(Data records)
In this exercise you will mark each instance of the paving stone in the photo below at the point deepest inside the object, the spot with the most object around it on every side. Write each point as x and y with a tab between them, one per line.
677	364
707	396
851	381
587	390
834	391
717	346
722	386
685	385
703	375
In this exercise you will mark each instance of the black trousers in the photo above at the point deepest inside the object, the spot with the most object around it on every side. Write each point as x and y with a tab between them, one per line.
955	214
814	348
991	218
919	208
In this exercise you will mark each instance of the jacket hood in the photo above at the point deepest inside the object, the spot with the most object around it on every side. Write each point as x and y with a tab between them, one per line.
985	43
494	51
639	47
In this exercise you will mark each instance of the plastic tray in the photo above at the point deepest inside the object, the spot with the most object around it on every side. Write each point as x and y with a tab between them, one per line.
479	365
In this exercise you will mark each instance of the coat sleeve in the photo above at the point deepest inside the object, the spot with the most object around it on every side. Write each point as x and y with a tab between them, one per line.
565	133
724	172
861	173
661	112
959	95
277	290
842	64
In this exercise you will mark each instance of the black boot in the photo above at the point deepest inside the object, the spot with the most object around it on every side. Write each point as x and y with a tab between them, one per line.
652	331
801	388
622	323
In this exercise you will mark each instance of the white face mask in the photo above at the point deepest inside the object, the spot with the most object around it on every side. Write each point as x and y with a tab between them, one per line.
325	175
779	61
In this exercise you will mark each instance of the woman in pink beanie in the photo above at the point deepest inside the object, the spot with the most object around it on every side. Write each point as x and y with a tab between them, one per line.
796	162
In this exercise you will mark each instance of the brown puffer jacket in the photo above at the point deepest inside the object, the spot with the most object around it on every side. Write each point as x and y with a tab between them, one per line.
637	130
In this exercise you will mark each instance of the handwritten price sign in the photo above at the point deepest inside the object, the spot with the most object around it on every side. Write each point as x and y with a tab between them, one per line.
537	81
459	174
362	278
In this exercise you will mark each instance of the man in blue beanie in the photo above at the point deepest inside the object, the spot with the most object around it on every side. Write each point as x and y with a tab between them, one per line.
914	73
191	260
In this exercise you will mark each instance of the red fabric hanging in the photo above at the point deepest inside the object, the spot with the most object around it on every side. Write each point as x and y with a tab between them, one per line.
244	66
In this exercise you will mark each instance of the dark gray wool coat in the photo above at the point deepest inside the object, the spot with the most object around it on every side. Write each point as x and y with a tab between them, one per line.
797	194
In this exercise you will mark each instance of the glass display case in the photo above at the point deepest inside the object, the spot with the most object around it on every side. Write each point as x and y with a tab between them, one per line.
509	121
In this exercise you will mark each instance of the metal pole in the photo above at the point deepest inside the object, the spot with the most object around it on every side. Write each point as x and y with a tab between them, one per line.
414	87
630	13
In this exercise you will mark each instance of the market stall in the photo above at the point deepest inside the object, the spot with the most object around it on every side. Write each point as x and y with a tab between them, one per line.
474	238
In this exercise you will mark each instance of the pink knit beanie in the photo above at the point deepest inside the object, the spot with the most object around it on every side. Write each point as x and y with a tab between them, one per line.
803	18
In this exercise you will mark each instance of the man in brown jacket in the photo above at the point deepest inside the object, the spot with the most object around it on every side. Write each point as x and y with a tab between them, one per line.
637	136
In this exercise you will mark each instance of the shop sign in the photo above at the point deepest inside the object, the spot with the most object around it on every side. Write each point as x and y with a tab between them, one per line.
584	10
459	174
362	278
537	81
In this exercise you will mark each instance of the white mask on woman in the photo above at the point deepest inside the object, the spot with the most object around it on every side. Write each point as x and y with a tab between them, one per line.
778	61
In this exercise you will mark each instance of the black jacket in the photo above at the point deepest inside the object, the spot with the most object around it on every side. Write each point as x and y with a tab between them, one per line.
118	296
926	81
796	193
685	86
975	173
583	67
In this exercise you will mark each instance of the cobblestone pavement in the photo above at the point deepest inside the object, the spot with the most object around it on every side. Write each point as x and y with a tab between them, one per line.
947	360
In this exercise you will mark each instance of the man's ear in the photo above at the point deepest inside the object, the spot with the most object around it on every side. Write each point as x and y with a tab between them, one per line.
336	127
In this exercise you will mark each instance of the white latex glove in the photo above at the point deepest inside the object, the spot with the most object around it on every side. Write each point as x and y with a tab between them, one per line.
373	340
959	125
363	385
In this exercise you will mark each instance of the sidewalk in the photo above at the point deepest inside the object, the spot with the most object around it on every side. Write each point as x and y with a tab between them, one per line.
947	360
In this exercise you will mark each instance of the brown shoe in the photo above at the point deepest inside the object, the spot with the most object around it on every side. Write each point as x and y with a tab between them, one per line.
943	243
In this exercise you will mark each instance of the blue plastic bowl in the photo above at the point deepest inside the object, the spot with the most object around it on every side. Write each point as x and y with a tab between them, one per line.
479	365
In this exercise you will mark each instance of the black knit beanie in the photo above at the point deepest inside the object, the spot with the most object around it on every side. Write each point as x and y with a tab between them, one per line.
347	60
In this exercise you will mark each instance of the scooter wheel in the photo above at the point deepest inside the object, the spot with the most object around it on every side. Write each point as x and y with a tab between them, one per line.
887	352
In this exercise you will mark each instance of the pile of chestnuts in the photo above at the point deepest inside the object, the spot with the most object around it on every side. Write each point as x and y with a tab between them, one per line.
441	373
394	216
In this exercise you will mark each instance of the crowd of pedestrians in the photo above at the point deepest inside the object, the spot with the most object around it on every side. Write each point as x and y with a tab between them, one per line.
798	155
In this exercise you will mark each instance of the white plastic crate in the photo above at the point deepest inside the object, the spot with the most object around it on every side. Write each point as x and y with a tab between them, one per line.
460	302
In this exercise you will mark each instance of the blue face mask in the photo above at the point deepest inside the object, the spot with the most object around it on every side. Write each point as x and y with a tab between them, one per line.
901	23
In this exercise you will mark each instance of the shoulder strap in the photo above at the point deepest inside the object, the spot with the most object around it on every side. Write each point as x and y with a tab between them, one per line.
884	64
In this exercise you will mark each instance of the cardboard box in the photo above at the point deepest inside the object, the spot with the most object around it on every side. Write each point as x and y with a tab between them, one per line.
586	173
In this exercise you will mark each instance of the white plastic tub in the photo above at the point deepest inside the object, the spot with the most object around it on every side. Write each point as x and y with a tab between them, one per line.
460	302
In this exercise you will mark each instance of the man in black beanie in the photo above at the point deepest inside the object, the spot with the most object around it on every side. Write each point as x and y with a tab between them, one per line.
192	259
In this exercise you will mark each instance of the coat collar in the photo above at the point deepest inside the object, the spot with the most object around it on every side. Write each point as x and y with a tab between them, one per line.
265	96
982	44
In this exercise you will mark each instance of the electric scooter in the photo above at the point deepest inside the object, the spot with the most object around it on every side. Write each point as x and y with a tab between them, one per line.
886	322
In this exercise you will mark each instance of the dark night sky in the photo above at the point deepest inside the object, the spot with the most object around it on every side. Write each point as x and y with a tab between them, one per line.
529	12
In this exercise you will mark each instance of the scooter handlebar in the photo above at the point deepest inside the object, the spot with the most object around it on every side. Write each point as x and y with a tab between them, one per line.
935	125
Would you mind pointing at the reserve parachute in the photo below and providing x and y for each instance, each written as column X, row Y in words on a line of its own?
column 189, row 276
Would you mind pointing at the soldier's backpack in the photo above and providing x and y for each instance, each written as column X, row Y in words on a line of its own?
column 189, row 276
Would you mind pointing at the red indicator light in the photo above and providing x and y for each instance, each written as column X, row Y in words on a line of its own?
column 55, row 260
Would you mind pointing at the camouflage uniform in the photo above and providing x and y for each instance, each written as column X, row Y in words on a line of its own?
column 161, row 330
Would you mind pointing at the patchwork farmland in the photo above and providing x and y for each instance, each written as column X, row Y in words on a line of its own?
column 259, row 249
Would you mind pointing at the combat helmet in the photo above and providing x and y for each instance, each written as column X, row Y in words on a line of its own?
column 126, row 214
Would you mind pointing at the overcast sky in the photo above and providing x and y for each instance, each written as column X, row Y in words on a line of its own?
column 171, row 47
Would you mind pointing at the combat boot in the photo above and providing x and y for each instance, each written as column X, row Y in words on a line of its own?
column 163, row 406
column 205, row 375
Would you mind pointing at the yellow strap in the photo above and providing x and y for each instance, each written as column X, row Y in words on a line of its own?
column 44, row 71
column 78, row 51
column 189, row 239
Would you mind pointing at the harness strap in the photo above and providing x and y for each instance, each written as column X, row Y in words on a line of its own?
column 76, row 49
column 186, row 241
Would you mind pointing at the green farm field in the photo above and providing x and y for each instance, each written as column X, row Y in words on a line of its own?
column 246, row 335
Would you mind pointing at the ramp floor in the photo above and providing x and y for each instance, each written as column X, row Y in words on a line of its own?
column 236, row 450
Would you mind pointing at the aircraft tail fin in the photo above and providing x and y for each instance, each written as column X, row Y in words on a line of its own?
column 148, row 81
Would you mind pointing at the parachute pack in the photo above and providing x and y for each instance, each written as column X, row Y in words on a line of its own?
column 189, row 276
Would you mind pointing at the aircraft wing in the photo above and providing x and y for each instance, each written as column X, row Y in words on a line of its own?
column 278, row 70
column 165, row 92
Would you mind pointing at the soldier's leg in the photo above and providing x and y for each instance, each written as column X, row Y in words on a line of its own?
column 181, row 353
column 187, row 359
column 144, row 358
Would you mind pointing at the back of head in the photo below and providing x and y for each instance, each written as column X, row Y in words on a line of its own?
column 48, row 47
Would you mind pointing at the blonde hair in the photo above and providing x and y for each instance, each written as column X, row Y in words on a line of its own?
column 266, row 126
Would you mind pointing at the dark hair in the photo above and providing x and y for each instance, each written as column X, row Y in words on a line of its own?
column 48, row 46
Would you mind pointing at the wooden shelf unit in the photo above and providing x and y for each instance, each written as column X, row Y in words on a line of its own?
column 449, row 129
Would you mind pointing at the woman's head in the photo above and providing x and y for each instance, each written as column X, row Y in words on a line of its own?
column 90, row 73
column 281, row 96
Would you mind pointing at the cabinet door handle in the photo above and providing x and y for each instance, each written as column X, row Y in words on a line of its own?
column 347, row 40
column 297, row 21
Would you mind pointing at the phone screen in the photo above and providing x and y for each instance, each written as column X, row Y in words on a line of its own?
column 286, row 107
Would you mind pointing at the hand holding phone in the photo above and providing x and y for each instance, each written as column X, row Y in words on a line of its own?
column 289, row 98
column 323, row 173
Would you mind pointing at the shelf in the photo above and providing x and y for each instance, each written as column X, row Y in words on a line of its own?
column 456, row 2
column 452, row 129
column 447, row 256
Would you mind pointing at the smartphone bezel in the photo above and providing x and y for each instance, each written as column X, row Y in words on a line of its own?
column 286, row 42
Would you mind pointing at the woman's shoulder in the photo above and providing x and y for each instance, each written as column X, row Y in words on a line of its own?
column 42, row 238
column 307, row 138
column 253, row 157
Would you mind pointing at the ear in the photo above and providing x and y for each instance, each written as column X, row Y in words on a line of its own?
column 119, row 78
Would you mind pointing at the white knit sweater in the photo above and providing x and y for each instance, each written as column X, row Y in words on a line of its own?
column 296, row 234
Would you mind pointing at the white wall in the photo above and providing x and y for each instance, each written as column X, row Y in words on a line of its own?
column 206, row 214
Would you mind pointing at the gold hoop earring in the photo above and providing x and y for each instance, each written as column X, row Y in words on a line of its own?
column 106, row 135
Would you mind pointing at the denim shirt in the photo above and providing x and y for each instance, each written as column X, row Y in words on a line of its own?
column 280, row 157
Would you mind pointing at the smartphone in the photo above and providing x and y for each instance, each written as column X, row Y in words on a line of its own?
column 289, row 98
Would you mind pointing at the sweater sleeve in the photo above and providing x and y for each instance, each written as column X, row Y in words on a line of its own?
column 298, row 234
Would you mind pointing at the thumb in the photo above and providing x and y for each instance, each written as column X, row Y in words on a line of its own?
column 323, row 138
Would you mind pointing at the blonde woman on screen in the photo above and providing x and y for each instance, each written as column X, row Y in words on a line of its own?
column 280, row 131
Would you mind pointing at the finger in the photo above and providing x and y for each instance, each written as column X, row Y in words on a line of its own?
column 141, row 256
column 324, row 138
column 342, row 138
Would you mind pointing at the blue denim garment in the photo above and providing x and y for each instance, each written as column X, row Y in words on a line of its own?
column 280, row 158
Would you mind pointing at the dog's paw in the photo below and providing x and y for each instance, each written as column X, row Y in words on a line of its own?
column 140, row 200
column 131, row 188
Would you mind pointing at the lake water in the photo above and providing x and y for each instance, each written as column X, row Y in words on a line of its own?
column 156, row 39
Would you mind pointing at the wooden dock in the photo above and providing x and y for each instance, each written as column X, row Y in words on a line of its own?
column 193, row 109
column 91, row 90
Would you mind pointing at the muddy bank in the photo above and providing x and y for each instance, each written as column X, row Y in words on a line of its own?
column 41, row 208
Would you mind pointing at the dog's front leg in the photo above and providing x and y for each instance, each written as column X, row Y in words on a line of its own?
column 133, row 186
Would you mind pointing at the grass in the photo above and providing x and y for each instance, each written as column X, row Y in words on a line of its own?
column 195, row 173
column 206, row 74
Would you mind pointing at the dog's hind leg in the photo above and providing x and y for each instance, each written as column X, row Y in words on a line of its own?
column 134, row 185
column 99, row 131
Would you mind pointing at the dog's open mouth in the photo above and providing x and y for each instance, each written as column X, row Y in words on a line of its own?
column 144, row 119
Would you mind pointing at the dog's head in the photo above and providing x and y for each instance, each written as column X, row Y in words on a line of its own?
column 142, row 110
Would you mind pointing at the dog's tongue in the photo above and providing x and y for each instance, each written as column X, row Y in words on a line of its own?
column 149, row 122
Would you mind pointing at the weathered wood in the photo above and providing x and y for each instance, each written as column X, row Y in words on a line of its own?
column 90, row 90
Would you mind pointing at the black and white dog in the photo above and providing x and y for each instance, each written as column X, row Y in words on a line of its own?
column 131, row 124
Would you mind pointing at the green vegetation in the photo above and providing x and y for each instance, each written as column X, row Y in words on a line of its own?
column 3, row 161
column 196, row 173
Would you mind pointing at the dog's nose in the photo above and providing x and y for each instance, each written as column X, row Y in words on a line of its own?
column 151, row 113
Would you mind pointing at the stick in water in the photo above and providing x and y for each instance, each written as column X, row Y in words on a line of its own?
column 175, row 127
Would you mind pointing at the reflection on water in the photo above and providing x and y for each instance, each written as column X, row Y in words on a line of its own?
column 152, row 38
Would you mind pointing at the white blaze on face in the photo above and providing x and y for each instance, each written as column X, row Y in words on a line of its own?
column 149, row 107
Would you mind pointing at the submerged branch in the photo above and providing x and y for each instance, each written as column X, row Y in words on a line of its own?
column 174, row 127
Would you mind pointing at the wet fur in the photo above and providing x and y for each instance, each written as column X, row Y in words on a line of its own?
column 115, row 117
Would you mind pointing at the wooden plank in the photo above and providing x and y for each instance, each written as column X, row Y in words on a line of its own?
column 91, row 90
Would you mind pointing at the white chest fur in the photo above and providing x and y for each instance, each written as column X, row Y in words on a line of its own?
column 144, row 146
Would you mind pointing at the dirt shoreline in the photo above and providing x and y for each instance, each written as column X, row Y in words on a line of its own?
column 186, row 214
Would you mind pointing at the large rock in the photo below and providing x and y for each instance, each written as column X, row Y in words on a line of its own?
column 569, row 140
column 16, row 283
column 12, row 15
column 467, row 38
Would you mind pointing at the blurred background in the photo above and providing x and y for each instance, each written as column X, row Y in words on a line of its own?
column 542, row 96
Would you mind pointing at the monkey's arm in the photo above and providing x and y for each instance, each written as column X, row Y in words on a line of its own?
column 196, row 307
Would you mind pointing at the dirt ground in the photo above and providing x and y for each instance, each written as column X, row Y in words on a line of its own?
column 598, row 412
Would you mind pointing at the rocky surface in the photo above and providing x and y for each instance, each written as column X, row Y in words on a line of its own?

Work to complete: The lines from the one containing "Would you mind pointing at the dirt ground" through the last line of the records are the answer; set them down exactly and add nothing.

Result of the task:
Would you mind pointing at the dirt ground in the photo above and providing x and y for each instance, each written as column X, row Y in words on a line of its own?
column 598, row 412
Would you mind pointing at the rocky surface in the photo above and providing x and y for each instance, each written as column X, row Y in words on a line of its own?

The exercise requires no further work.